STATED GOAL: Copy the records word for word, starting at the line that contains "Definition for annotators: for every instance of the boat awning" and ending at the line that contains "[[115, 104]]". Include both of those lines.

LISTED RECORDS:
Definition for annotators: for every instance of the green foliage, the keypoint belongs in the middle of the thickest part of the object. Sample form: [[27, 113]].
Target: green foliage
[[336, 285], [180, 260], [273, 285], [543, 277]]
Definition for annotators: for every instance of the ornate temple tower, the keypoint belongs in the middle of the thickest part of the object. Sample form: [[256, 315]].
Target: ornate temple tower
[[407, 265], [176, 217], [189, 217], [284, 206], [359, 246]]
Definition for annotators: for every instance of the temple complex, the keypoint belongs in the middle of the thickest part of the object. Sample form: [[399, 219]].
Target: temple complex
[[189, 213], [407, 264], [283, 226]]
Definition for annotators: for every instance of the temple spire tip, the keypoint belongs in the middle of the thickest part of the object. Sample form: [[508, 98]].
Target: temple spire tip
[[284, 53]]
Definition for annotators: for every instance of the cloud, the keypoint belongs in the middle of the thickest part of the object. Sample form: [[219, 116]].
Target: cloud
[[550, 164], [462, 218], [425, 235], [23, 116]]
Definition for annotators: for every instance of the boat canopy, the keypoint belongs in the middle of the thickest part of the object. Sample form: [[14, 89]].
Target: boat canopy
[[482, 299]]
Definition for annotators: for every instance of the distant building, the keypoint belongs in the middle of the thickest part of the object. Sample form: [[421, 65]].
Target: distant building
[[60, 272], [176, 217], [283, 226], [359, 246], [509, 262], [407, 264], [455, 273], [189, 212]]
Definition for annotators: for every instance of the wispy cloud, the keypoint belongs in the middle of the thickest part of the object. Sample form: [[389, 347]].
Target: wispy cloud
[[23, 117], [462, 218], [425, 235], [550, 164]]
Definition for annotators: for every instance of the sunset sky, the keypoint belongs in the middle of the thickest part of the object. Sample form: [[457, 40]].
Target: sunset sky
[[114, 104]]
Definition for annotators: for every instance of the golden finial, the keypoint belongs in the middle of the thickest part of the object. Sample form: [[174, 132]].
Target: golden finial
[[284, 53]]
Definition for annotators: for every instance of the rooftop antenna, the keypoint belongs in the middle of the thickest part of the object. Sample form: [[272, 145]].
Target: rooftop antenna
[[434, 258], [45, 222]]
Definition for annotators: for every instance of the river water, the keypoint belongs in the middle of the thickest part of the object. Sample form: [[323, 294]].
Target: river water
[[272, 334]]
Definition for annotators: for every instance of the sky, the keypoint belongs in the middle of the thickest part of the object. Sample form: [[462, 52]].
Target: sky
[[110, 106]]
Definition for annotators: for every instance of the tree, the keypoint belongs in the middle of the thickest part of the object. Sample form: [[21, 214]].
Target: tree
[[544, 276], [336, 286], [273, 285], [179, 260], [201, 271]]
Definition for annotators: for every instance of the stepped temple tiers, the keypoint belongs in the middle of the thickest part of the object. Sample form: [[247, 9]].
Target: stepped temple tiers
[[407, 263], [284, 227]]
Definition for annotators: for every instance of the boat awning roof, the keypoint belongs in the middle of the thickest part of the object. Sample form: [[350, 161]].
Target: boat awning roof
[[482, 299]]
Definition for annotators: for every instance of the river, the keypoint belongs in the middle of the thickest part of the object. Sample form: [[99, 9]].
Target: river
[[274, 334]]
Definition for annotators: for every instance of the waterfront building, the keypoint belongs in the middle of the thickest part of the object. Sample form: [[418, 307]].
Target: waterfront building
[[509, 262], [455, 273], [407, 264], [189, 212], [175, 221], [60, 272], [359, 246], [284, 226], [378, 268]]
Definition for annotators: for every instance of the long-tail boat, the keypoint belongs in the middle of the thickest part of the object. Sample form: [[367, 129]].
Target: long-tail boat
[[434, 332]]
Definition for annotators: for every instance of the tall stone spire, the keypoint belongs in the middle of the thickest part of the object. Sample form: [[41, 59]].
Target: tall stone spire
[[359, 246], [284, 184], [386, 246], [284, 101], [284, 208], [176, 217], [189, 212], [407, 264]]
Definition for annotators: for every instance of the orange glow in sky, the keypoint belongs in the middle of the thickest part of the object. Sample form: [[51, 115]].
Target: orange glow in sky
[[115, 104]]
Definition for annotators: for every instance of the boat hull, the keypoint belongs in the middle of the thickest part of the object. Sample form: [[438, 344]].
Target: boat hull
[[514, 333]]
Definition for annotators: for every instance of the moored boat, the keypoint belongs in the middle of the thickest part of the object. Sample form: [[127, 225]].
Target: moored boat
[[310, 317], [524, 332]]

EXERCISE ANSWER:
Definition for annotators: for every instance of the boat awning roof, the keypoint belongs in the middle of the thickest part of the object. Sample form: [[350, 161]].
Target: boat awning roof
[[482, 299]]
Definition for annotators: for every instance of the river, the keypoint belongs in the middle of the thickest part of the object. Sample form: [[99, 9]].
Target: river
[[274, 334]]
Definition for annotators: for every instance of the waterfront building, the keypoint belongs in the middle of the thickest part of the object. Sample form: [[418, 307]].
Target: waterfront building
[[509, 262], [455, 273], [407, 264], [189, 212], [175, 221], [60, 272], [359, 246], [284, 226], [378, 268]]
Definition for annotators: for every instance of the long-tail boat, the keypoint belongs in the middle of the thickest part of the object. Sample form: [[367, 129]].
Target: long-tail boat
[[434, 332]]
Definition for annotators: for every instance of the tall stone spire, the keypoint belongs in the middle of the thickest part of the object. Sample form: [[41, 59]].
Target: tall stone spire
[[359, 246], [284, 184], [386, 246], [284, 101], [284, 208], [176, 217], [189, 212], [407, 264]]
Definition for annotators: for every instance of the orange glow in sky, the keypoint belongs in the middle of the thickest part of the object. Sample form: [[51, 115]].
Target: orange glow in sky
[[115, 104]]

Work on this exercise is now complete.